--- CHALLENGE A ---
Please pull out each line of the records below that contains the string "rear", treating uppercase and lowercase as different.

--- SELECTED TEXT ---
>> BEGIN
From its premiere at the Berlin Film Festival to our naming
it one of the
best films of 2015
to this week’s theatrical release, Andrew Haigh’s “45
Years” has been one of the most-discussed and appreciated films of the last 11
months. Way back at the Toronto International Film Festival, where the work was
widely considered one of the best of TIFF, I had a chance to speak to the 42-year-old writer/director and one of his timeless stars, Tom Courtenay

In the film,
Courtenay plays Geoff, a man planning his 45
th wedding anniversary party
when he receives a letter informing him that the body of a woman who was once
his fiancée has been found. The discovery sends Geoff into melancholy
reflection, but it does something even more devastating to his wife Kate
(Charlotte Rampling, giving what I consider the best performance of the year in
any category). 

Haigh, Courtenay and I met in a crowded restaurant near the end
of TIFF to discuss back story, internal monologue, Rod Steiger, David Lean and
Nuri Bilge Ceylan. It was one of my favorite interviews of the year, for one of
its best films.

The first thing I’m
curious about is chemistry and history, and how you create that when you’ve got
such a limited amount of time to make a film. How do you as an actor create
believable history with your partner? And how do you, as a director, support
that?
>> END
--- ENTRIES SUPPLIED ---
>> BEGIN
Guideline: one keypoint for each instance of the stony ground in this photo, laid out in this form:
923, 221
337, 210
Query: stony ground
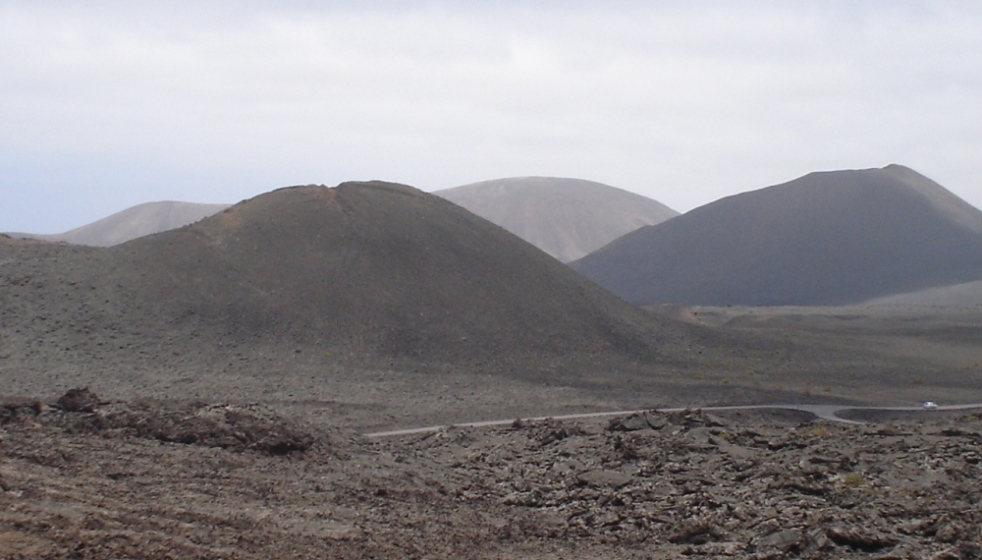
81, 478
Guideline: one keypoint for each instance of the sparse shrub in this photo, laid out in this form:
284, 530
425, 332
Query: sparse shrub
853, 479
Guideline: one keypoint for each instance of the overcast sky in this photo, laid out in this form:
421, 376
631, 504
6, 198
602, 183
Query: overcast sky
104, 105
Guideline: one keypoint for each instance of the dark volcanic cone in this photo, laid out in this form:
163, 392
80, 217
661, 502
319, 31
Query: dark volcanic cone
368, 272
826, 238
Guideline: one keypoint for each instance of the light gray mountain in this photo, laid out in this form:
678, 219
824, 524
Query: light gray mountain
566, 218
823, 239
137, 221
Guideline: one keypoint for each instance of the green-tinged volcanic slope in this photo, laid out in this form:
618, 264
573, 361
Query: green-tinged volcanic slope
369, 273
825, 238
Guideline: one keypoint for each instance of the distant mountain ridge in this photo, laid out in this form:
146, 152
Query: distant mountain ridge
372, 273
823, 239
566, 218
136, 221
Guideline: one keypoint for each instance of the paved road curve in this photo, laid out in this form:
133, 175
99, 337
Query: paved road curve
823, 411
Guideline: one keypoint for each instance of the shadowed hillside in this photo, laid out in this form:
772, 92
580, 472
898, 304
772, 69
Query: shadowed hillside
826, 238
567, 218
137, 221
367, 273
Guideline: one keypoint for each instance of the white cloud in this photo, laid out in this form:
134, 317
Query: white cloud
681, 102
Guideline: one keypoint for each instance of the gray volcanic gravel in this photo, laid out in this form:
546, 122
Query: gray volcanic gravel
94, 485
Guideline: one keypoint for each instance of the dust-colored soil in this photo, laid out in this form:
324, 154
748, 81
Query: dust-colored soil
192, 480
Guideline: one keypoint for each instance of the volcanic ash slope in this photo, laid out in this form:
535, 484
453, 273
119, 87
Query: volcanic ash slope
374, 273
134, 222
567, 218
823, 239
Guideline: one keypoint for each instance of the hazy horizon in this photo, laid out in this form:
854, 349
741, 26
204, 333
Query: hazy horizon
106, 106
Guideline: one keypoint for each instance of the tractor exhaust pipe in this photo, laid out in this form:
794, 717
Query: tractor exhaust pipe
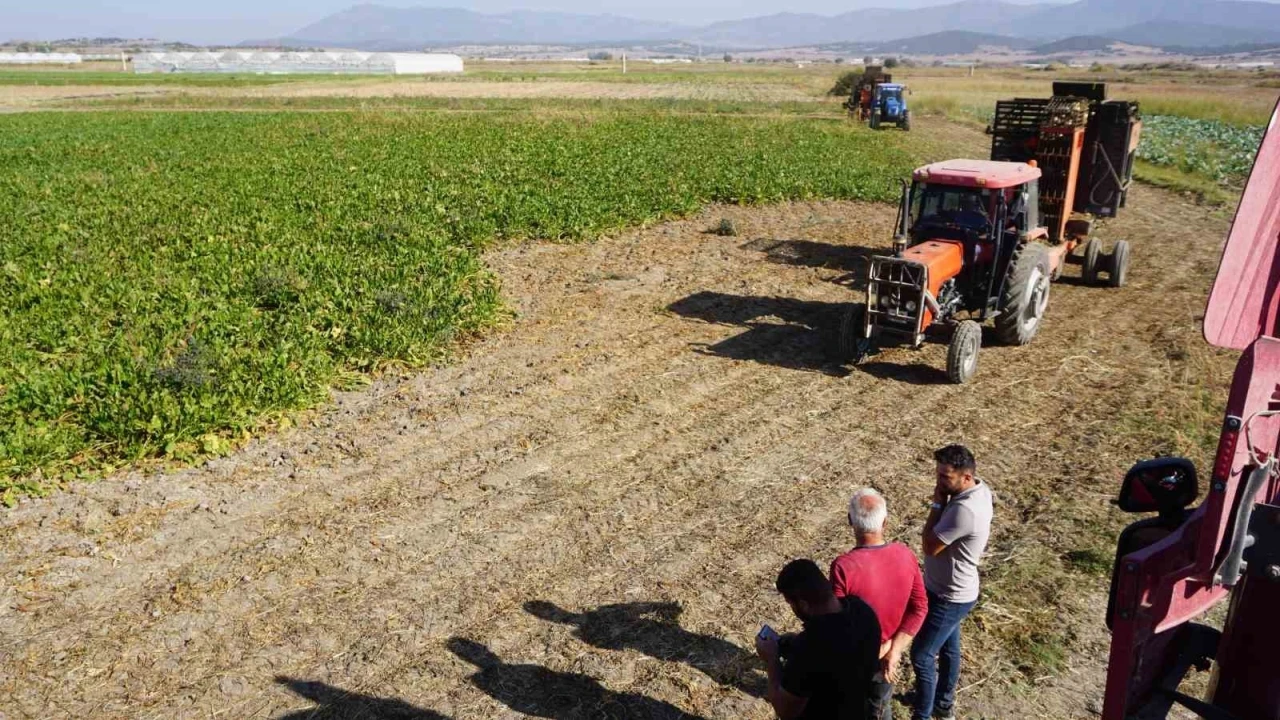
903, 215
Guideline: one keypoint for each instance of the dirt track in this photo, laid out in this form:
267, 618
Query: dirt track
661, 424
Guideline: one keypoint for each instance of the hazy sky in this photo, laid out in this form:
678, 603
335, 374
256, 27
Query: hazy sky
233, 21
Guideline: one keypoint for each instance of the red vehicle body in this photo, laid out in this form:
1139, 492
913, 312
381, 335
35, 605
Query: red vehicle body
1173, 569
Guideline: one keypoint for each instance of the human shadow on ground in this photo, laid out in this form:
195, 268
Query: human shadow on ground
850, 259
804, 338
653, 628
540, 692
337, 703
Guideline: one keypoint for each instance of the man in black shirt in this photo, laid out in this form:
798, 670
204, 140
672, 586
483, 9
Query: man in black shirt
823, 673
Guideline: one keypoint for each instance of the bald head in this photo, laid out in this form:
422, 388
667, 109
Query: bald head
867, 513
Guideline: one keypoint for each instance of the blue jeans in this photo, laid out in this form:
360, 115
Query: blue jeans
936, 657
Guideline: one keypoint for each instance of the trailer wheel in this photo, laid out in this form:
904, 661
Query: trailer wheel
1025, 297
963, 351
853, 343
1089, 265
1119, 270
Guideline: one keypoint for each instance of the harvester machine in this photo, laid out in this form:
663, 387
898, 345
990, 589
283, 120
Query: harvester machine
1173, 568
982, 240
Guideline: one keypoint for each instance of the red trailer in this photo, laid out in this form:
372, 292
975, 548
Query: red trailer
1173, 568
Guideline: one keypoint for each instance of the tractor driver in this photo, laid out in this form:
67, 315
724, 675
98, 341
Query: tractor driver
970, 213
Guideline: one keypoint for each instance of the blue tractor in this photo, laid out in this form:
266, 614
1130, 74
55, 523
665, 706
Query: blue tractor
888, 105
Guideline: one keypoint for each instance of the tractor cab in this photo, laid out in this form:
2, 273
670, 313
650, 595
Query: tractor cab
984, 210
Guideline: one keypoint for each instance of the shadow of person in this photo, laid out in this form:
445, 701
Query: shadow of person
337, 703
804, 340
540, 692
653, 628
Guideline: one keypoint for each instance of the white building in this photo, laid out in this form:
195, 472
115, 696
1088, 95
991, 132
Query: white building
40, 59
265, 62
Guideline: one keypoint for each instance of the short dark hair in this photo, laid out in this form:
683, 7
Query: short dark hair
803, 579
956, 456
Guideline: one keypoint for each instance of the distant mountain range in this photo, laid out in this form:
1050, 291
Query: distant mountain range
1185, 23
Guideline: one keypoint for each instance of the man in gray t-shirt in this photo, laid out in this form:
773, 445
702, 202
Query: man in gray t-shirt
955, 537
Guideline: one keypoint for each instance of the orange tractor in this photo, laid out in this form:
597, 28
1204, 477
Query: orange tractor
982, 240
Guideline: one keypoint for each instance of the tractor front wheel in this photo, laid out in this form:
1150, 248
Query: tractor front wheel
963, 351
854, 343
1025, 297
1119, 269
1089, 265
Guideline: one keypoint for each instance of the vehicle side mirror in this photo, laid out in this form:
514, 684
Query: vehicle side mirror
1164, 484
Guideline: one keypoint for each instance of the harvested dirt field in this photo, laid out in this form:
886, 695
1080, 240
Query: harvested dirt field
24, 96
757, 92
583, 516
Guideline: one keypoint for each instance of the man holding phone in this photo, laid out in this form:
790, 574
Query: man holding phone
824, 671
955, 537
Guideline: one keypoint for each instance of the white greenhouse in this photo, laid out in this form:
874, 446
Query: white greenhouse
266, 62
40, 59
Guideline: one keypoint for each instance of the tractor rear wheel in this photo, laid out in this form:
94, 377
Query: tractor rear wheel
1025, 297
963, 351
1089, 265
1119, 264
853, 342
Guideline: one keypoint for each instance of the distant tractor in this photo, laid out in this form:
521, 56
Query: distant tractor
859, 104
982, 240
888, 105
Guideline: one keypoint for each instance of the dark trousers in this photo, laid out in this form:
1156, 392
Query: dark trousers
936, 657
880, 701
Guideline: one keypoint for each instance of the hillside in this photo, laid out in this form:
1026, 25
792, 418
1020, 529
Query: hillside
949, 42
933, 31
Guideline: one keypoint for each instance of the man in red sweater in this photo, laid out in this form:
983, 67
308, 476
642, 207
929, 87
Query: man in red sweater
887, 578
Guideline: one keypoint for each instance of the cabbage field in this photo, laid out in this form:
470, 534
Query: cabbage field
170, 281
1216, 150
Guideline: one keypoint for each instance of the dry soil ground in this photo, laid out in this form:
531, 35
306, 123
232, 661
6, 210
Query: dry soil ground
583, 516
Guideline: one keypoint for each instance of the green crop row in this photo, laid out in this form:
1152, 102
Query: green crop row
1215, 150
173, 279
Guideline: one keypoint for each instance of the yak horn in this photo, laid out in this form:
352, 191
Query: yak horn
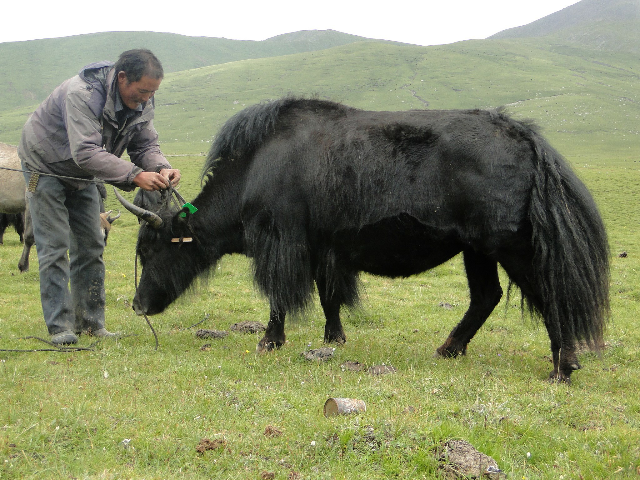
151, 218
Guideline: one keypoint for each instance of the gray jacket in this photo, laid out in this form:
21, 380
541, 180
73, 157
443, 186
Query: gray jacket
74, 133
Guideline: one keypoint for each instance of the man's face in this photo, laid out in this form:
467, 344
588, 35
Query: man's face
135, 93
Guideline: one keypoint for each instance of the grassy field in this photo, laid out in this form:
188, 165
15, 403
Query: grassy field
125, 410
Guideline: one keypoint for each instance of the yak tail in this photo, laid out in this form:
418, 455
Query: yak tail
571, 251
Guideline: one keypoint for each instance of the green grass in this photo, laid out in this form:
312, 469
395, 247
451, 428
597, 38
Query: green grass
125, 410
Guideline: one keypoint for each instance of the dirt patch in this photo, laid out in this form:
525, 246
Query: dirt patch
382, 369
319, 354
206, 444
248, 327
203, 333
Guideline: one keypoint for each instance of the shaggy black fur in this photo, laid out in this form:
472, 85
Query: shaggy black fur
316, 192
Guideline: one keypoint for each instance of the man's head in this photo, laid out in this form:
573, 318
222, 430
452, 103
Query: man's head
139, 74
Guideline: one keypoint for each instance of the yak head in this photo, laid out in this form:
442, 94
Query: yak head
169, 254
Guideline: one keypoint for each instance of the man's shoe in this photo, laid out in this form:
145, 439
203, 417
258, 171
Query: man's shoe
64, 338
104, 333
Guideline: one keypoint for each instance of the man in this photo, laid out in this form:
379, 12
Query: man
76, 137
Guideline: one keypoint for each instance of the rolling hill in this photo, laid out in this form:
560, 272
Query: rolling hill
605, 25
30, 70
584, 95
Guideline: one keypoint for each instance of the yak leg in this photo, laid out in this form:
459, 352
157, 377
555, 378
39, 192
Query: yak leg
29, 240
333, 331
485, 293
336, 287
274, 337
565, 358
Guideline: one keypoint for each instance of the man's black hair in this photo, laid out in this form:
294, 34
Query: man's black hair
139, 62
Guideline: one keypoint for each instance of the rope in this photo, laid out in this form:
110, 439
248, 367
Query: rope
90, 180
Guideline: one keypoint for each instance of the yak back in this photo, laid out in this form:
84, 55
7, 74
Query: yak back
345, 168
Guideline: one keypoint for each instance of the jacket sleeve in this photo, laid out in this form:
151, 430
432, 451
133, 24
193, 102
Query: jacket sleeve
84, 130
144, 150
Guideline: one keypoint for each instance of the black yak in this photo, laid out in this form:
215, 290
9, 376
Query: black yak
316, 192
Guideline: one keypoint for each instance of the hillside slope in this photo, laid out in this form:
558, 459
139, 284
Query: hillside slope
30, 70
606, 25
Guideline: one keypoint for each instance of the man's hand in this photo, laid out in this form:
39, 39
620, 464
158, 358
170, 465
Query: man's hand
171, 174
157, 181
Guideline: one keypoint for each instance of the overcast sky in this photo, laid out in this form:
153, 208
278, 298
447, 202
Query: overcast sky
411, 21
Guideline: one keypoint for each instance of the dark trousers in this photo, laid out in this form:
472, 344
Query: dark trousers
70, 244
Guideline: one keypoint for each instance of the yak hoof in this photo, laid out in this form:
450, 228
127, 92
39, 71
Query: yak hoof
267, 346
340, 339
448, 352
555, 377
>> END
--- CHALLENGE B ---
Answer these questions from the text on the film "45 Years" above:
(i) At which festival did the film premiere?
(ii) What is the name of the character Tom Courtenay plays?
(iii) Where did Haigh, Courtenay and the writer meet for the interview?

--- WRITTEN SOLUTION A ---
Guideline: one keypoint for each instance of the tractor rear wheel in this photo, laid out in this form:
Query: tractor rear wheel

--- WRITTEN SOLUTION B ---
(i) The Berlin Film Festival.
(ii) Geoff.
(iii) In a crowded restaurant near the end of TIFF.